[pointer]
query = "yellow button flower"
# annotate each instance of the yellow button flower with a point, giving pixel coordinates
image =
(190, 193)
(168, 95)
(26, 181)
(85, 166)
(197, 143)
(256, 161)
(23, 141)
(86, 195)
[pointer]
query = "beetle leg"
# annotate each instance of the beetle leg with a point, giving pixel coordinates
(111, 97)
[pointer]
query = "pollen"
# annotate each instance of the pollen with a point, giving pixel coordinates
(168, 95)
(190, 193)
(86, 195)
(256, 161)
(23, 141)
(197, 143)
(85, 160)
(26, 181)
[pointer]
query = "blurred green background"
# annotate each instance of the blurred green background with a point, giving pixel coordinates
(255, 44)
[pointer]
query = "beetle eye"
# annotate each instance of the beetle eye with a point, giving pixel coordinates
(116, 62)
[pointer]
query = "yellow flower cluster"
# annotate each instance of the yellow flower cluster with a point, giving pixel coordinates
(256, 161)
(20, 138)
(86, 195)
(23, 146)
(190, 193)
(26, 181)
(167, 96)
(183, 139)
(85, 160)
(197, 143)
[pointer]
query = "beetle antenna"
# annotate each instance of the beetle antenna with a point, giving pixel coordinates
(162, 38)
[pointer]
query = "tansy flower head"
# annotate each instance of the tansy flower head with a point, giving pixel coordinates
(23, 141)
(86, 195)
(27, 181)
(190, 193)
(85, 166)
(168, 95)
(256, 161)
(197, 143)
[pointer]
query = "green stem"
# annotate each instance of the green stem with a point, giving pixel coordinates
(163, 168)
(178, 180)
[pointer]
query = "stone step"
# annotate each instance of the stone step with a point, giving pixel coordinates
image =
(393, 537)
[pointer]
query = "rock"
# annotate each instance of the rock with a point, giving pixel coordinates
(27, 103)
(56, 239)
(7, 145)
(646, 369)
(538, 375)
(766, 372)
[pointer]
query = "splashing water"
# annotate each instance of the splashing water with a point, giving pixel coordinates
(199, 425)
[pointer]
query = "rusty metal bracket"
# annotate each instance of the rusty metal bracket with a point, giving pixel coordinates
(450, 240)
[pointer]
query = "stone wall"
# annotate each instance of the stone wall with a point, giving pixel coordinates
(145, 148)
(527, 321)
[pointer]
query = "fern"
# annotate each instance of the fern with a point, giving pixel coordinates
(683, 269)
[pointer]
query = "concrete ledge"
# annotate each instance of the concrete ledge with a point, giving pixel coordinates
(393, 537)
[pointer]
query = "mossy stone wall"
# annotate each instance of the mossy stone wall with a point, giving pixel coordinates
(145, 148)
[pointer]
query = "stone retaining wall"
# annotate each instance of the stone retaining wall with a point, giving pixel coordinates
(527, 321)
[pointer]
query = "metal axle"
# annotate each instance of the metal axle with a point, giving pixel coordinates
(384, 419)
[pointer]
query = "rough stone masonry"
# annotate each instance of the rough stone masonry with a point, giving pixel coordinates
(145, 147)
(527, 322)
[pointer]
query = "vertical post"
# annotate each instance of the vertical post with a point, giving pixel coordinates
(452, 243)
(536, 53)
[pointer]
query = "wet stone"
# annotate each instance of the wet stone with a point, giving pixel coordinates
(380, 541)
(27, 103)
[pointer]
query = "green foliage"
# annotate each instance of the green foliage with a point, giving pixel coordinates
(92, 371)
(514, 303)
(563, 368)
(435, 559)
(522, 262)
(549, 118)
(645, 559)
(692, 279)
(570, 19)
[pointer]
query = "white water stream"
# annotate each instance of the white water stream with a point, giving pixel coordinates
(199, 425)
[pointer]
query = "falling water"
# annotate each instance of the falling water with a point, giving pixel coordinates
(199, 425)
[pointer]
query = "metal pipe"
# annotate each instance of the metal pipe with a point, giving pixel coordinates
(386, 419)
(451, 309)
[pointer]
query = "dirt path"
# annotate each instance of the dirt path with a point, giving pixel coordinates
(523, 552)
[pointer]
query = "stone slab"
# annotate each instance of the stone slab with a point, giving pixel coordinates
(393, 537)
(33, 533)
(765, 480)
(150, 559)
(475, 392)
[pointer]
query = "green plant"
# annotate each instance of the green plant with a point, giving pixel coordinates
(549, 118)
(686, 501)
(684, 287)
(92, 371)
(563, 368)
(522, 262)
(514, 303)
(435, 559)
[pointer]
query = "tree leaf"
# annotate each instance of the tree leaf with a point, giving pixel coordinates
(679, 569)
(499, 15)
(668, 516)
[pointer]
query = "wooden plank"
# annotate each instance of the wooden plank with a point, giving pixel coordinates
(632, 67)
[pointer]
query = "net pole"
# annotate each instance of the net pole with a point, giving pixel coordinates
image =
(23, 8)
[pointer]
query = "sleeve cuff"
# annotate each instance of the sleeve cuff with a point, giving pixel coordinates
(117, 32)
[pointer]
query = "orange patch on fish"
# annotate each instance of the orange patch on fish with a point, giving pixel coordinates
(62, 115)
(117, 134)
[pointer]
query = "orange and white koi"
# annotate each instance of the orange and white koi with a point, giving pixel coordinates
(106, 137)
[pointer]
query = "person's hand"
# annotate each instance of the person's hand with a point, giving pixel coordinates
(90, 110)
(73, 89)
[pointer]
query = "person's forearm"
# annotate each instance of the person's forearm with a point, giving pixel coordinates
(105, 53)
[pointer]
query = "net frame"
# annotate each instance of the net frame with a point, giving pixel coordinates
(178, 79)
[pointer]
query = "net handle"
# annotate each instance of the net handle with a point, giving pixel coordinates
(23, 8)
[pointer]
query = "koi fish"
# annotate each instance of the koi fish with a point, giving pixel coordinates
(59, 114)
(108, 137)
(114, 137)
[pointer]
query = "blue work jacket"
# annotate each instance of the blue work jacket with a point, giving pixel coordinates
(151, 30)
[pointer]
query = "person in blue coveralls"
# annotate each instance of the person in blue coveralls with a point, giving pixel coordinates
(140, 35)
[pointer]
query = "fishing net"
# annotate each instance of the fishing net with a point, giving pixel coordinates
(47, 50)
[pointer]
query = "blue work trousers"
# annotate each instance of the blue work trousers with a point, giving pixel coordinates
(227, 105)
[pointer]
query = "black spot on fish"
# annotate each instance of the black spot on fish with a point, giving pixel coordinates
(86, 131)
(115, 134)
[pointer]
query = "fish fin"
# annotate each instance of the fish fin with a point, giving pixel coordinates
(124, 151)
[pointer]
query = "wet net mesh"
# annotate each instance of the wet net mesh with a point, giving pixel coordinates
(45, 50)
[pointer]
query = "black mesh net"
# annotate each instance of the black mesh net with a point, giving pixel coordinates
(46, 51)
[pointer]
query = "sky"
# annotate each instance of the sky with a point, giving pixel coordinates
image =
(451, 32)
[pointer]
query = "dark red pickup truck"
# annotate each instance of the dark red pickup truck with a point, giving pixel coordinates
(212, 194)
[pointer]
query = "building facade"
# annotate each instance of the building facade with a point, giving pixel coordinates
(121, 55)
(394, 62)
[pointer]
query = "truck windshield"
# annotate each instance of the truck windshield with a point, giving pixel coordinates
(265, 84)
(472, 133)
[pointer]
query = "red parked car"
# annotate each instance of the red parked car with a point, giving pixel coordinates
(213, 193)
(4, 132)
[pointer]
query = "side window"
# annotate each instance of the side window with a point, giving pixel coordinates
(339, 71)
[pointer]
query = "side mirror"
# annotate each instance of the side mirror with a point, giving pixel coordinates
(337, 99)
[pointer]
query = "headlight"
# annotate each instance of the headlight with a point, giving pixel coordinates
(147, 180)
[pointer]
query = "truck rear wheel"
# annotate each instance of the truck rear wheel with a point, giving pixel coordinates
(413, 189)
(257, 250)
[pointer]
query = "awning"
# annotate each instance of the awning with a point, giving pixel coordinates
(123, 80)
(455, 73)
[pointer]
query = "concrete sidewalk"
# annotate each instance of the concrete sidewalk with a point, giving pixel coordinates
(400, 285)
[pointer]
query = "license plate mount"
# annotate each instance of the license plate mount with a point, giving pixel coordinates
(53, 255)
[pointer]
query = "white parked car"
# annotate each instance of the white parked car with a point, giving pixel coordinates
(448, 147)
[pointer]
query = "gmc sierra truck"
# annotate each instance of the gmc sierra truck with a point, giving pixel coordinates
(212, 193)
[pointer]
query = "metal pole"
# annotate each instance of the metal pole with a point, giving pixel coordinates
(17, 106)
++++++
_EXERCISE BRIEF_
Count the lines in the records above that contain the word "background", and give only the number.

_THE RESULT_
2